[Records of labeled points]
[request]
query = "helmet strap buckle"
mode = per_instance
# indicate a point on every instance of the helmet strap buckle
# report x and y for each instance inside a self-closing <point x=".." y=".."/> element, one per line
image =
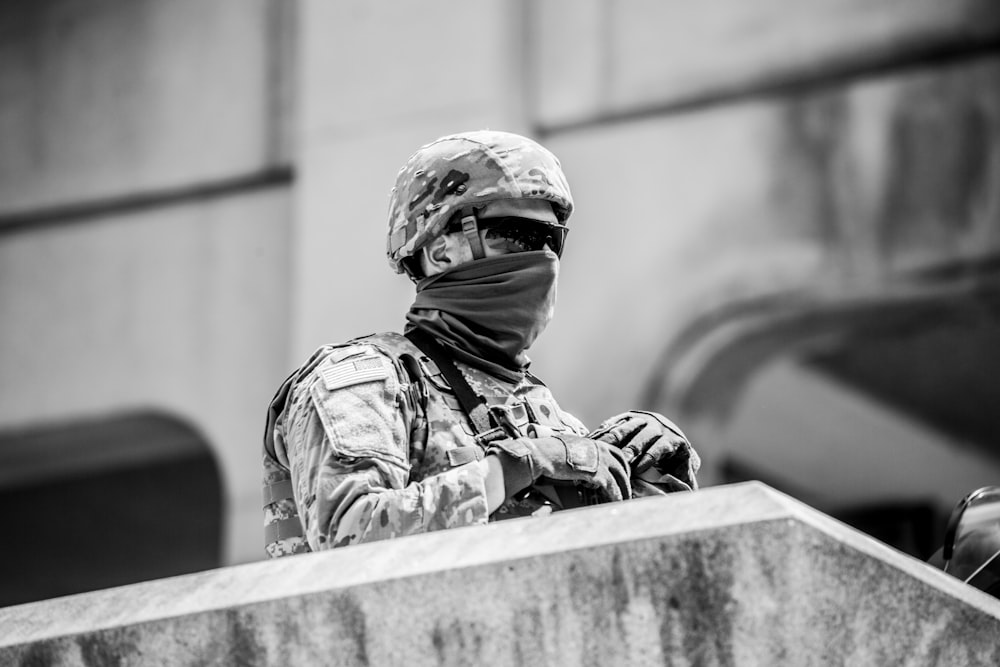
<point x="471" y="231"/>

### Requirements
Rewrite the records above, replacing each "buckle" with "clasp" and keeping everything else the same. Leave the pictures out of your answer.

### Result of the exercise
[request]
query = "helmet strap clasp"
mode = per_instance
# indicate a point on every instance of the helmet strap clasp
# report x and y for each instance inside a self-closing <point x=".." y=".."/> element, one per line
image =
<point x="471" y="231"/>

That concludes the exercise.